## What you will do
Find each line in the items below that contains the word "railing", and copy every such line.
****************
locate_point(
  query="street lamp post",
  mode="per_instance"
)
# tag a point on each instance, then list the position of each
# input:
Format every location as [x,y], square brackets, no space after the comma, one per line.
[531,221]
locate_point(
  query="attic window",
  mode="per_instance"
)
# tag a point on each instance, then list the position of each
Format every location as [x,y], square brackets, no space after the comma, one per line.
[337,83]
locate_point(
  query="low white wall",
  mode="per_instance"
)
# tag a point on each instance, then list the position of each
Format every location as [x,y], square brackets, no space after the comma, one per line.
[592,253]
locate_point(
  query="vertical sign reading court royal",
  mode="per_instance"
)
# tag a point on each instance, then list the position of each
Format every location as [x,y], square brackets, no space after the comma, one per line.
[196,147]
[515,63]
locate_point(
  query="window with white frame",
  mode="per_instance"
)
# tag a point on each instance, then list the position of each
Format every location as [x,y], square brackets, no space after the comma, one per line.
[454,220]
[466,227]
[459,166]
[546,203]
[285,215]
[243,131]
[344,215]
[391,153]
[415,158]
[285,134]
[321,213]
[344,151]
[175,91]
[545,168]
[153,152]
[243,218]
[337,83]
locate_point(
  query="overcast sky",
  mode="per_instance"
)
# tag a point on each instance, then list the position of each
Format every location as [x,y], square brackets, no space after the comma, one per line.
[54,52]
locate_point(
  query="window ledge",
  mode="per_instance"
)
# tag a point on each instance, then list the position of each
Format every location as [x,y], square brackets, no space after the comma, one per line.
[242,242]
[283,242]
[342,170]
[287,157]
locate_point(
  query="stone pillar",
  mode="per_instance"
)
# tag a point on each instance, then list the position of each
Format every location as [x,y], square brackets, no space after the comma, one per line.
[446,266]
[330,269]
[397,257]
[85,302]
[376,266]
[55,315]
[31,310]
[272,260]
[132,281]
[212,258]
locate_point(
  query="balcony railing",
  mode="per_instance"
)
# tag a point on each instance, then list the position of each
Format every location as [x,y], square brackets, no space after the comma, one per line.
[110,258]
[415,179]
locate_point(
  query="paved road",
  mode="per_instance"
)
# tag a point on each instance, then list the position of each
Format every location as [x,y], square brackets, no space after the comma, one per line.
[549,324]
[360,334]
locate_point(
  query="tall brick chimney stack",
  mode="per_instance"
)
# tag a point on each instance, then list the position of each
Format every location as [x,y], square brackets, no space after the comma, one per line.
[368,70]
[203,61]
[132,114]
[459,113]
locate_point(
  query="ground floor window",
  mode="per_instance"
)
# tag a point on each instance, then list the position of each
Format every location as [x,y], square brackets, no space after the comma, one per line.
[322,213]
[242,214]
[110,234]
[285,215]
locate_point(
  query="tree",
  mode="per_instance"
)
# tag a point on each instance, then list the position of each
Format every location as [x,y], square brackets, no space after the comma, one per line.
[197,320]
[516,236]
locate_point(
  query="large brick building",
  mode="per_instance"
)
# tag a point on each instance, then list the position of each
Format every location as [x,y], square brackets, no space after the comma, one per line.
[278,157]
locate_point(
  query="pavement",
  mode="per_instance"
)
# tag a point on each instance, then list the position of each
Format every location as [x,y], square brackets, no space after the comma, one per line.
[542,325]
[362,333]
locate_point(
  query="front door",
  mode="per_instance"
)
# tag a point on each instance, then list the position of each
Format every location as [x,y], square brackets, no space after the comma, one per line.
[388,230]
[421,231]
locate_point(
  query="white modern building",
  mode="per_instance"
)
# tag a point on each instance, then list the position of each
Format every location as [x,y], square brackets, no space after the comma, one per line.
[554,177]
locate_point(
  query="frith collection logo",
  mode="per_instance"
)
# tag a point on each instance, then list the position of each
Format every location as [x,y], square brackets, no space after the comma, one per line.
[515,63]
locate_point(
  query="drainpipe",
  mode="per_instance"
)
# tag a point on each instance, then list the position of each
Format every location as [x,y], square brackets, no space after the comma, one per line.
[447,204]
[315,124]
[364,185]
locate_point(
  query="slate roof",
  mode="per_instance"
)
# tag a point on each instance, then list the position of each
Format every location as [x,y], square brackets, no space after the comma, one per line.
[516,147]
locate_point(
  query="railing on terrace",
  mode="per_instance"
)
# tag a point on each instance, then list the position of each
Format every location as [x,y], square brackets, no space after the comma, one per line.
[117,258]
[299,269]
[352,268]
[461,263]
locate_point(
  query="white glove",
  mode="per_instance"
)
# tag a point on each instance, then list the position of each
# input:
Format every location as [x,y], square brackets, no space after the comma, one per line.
****************
## Answer to this task
  query="balcony railing",
  query="railing on terrace",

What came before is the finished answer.